Determine how many of the lines below contain the string "jacket". Treat uppercase and lowercase letters as different, and give only the number.

__Material__
## START
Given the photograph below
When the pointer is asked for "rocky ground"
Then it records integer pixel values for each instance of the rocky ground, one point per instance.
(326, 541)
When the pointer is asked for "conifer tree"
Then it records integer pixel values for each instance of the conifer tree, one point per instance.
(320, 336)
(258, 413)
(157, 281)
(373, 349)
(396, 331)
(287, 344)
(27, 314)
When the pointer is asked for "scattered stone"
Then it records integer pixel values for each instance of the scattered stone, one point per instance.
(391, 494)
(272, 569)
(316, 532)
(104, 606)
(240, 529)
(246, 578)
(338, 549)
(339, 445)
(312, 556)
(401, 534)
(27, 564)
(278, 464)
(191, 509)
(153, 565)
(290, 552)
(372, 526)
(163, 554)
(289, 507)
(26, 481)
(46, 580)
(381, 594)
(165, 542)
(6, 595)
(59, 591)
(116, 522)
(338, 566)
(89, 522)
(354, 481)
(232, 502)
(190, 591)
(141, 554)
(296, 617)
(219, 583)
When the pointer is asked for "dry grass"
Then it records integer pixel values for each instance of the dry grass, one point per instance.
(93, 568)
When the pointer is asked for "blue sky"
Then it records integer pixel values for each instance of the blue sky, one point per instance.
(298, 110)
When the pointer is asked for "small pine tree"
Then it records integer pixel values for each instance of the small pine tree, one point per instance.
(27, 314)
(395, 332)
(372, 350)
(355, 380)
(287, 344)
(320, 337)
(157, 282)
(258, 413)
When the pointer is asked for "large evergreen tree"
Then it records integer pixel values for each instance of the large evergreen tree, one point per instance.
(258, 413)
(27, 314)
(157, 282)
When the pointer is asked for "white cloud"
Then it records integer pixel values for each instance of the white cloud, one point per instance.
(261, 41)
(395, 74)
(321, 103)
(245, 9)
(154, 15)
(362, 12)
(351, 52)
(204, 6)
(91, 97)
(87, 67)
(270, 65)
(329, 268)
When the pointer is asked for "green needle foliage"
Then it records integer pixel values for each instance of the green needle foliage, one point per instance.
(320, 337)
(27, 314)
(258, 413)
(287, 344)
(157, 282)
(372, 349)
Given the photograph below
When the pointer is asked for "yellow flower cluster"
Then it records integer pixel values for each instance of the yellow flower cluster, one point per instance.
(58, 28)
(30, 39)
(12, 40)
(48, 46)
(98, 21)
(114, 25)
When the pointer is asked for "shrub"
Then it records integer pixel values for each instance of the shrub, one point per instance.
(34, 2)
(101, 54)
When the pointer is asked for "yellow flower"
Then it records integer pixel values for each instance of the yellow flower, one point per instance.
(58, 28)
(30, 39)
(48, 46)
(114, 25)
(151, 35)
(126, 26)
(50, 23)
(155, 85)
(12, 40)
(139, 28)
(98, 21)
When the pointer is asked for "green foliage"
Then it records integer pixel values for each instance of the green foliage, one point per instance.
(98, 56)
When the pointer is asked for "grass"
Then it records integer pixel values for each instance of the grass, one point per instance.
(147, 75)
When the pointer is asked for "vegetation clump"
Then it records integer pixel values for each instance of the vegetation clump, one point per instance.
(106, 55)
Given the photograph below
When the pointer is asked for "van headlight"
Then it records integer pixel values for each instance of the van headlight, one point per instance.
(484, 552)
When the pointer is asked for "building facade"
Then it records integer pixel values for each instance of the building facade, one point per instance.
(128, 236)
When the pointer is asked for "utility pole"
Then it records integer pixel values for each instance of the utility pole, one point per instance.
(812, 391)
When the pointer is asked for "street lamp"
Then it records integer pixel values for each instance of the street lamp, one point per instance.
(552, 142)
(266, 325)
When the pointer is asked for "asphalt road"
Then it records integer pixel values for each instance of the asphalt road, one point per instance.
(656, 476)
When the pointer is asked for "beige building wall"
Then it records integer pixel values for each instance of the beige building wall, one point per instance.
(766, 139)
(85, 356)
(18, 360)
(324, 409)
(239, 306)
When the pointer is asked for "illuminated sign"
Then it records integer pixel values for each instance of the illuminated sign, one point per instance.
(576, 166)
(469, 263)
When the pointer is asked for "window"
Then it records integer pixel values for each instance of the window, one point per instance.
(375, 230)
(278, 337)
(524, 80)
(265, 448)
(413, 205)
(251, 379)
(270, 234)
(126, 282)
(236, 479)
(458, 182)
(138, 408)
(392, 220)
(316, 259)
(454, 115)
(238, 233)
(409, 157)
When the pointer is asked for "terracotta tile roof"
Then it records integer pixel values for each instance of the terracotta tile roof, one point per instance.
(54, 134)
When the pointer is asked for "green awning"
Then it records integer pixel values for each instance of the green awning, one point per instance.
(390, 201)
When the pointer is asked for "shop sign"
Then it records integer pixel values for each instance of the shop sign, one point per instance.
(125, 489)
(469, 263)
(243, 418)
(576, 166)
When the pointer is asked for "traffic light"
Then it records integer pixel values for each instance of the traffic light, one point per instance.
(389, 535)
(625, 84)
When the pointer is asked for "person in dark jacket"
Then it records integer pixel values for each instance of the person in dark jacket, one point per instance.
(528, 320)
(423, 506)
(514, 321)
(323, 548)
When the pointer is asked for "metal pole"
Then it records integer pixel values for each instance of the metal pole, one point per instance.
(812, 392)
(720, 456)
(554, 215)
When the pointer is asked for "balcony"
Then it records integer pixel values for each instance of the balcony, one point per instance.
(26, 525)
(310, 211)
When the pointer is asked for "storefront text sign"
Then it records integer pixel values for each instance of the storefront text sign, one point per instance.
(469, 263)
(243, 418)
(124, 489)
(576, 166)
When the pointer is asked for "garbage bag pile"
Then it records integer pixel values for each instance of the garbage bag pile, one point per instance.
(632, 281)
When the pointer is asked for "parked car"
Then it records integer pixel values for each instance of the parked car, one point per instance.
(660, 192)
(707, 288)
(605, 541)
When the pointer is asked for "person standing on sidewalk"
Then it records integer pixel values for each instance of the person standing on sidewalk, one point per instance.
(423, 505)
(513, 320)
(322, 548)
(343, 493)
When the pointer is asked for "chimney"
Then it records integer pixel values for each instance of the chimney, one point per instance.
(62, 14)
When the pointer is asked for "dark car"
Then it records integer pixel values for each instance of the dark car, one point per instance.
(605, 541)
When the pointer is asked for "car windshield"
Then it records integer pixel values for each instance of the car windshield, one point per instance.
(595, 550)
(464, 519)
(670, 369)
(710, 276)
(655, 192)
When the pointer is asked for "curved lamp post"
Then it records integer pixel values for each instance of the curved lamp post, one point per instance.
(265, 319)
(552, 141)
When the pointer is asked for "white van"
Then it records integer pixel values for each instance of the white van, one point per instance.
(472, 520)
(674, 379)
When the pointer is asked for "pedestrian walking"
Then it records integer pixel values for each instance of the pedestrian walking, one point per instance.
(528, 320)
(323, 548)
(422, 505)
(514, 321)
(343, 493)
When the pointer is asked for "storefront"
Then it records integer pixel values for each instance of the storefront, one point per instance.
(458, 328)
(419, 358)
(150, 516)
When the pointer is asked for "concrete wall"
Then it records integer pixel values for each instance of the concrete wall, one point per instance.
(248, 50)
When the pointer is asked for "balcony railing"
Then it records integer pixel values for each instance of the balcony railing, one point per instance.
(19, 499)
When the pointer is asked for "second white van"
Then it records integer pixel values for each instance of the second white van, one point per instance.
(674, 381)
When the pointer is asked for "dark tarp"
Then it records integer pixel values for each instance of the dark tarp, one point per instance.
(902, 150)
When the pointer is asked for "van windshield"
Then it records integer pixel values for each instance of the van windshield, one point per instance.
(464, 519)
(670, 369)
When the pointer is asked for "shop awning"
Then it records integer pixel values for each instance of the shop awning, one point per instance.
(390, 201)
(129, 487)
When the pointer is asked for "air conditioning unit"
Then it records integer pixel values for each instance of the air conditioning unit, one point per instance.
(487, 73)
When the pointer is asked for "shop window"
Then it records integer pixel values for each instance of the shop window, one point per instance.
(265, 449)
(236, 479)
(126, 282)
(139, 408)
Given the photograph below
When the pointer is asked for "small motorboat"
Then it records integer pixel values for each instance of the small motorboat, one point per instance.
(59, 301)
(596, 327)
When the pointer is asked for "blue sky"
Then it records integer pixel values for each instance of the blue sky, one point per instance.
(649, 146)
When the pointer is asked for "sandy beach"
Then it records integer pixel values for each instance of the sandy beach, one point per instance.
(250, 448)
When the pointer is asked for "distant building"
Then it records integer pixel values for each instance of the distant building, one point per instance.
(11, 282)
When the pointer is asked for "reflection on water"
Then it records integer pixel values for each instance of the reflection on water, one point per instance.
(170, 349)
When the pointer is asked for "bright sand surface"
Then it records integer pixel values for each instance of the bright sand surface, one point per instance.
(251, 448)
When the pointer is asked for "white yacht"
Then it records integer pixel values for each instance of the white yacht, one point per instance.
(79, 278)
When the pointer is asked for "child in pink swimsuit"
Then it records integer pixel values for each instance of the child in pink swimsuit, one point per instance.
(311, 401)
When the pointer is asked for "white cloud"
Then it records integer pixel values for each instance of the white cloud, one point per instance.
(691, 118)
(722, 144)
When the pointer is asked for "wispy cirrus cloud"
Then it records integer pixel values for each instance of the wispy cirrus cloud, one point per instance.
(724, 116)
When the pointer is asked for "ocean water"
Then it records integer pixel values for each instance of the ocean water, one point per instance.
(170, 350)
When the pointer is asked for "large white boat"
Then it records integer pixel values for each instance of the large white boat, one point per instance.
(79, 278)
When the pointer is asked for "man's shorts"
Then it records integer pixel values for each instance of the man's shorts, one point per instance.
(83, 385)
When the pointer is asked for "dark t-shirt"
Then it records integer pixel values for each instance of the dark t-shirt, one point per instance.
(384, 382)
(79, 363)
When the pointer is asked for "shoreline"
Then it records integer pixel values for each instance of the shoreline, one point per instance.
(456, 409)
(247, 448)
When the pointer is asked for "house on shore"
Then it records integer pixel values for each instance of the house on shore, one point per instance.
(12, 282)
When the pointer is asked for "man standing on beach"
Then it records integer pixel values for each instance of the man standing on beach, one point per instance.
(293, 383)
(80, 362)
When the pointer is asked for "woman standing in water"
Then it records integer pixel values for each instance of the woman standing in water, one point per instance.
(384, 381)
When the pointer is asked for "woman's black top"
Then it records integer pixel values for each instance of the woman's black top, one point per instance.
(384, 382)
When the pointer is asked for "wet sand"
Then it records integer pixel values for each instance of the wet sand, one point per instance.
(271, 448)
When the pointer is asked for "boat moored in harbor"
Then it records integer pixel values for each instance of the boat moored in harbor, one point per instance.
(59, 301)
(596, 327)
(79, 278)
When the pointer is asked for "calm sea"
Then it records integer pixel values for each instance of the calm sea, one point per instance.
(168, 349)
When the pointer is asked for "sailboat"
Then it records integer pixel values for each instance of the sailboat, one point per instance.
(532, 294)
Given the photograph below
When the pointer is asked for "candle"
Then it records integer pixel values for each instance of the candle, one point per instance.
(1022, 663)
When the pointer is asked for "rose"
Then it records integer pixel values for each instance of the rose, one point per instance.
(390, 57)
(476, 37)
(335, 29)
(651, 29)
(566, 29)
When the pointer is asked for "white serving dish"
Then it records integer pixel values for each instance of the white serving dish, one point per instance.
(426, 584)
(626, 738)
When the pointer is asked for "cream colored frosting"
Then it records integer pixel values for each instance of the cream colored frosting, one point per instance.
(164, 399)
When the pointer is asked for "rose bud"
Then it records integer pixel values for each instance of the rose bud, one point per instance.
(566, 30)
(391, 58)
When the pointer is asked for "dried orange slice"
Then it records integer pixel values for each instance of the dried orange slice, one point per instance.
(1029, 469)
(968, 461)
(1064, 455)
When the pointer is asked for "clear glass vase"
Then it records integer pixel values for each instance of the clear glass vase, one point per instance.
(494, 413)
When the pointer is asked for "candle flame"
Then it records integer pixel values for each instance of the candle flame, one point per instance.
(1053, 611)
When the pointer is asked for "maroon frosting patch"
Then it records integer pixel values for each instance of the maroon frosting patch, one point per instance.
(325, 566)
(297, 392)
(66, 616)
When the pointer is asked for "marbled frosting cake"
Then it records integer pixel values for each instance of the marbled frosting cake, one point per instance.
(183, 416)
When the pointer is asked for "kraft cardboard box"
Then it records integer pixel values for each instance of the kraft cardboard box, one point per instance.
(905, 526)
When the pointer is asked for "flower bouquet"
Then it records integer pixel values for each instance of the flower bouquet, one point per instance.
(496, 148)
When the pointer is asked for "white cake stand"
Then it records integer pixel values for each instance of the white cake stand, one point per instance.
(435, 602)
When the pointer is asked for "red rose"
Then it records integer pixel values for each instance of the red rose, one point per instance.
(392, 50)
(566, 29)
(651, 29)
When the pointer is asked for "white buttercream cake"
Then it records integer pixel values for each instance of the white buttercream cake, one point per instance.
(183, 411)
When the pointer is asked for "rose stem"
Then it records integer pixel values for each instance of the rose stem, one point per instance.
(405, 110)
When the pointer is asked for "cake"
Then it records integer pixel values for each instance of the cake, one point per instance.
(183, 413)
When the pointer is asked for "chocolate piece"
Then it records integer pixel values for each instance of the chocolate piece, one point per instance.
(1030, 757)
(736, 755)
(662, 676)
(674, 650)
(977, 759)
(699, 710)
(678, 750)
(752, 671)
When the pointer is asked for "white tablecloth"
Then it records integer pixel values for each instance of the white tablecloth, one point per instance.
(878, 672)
## END
__Full solution__
2